### Supplied text
#####

Create the parts' upload requests

In the last step we looped to create each individual part, in this section, we'll do the actual creation.


func uploadAWSPart(_ awsPartNumber:Int)
{
        //Get a presigned URL for AWS S3
        let getPreSignedURLRequest = AWSS3GetPreSignedURLRequest()
        
        //specify which bucket we want to upload to
        getPreSignedURLRequest.bucket = self.bucketName

		//specify what is the name of the file
        getPreSignedURLRequest.key = self.fileName
        
        //for upload, we need to do a PUT
        getPreSignedURLRequest.HTTPMethod = AWSHTTPMethod.PUT;
        
        //this is where the magic happens, you can specify how long you want
        //this pre-signed URL to be valid for, in this case 36 hours
        getPreSignedURLRequest.expires = Date(timeIntervalSinceNow: 36 * 60 * 60);

        //Important: set contentType for a PUT request.
        getPreSignedURLRequest.contentType = self.contentType
        
        //Tell AWS which upload you are uploading to, this is a value we got earlier
        getPreSignedURLRequest.setValue(self.multipartUploadId, forRequestParameter: "uploadId")

#####

### Written request A
Write out the rows from the line containing "Where is each instance of the utility" down to the end of the rows, both ends included.
The upload walkthrough has no connection to the rows that come next.

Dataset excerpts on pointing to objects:
#####

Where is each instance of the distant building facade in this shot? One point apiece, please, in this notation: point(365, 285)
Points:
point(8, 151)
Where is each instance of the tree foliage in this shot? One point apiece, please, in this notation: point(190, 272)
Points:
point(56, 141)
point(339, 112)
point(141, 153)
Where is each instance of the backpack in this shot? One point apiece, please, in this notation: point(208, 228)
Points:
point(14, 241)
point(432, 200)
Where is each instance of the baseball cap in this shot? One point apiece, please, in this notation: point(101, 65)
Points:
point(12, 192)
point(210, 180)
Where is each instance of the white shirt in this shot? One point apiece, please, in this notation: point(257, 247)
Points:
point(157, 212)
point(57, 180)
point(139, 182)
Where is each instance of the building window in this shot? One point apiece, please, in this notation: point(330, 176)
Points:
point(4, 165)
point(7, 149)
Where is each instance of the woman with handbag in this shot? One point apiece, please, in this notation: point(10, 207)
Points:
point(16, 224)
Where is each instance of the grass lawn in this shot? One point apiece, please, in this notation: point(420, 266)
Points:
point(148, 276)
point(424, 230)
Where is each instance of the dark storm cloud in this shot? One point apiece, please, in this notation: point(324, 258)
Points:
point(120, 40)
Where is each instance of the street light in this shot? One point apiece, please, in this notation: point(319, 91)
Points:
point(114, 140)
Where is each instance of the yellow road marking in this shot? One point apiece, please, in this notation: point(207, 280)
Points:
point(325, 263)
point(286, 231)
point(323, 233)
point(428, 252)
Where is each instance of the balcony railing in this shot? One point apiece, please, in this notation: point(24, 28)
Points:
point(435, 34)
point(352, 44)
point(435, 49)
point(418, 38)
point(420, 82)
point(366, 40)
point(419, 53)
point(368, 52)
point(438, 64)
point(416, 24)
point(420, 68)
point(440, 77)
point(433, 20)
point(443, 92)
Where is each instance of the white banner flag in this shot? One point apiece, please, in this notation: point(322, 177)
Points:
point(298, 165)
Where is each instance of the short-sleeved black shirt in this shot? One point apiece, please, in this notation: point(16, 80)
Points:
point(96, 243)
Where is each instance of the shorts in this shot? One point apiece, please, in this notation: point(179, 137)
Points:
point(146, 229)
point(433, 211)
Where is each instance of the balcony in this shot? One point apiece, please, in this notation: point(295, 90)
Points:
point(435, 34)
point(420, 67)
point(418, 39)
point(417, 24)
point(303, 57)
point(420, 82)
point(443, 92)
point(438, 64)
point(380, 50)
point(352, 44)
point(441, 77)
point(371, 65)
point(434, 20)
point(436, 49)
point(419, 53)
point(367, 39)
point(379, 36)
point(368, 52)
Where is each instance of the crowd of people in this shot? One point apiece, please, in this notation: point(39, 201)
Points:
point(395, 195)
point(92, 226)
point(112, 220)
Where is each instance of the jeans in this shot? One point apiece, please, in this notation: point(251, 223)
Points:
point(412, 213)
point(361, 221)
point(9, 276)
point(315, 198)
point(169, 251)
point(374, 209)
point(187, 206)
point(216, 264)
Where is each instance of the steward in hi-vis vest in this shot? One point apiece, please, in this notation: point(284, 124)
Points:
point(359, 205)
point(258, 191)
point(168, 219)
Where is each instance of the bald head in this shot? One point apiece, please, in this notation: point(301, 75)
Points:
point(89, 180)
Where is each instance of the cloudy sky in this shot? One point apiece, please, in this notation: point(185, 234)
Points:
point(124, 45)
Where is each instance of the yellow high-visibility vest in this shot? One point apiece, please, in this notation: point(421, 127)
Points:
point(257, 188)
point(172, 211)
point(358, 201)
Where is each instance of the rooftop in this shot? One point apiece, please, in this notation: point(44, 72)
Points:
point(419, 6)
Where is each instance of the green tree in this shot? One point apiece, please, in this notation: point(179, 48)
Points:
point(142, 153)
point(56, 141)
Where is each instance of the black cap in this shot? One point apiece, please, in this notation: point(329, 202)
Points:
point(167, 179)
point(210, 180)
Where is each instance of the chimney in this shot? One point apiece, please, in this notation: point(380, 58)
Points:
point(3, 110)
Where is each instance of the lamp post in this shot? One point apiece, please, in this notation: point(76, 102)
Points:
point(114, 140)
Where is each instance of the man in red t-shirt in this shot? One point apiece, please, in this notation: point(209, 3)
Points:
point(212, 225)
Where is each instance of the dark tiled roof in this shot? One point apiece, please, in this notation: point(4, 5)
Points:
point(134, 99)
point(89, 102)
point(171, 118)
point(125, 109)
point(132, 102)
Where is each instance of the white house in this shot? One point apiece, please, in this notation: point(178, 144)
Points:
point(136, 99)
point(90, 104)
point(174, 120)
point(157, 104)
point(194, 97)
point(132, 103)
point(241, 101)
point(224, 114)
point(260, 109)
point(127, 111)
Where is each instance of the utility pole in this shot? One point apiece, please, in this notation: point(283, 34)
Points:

#####

### Written request B
Copy everything in the upload walkthrough from "Create the parts'" down to "getPreSignedURLRequest = AWSS3GetPreSignedURLRequest()", switching "looped" to "iterated".

### Complete answer A
Where is each instance of the utility pole in this shot? One point apiece, please, in this notation: point(283, 34)
Points:

### Complete answer B
Create the parts' upload requests

In the last step we iterated to create each individual part, in this section, we'll do the actual creation.


func uploadAWSPart(_ awsPartNumber:Int)
{
        //Get a presigned URL for AWS S3
        let getPreSignedURLRequest = AWSS3GetPreSignedURLRequest()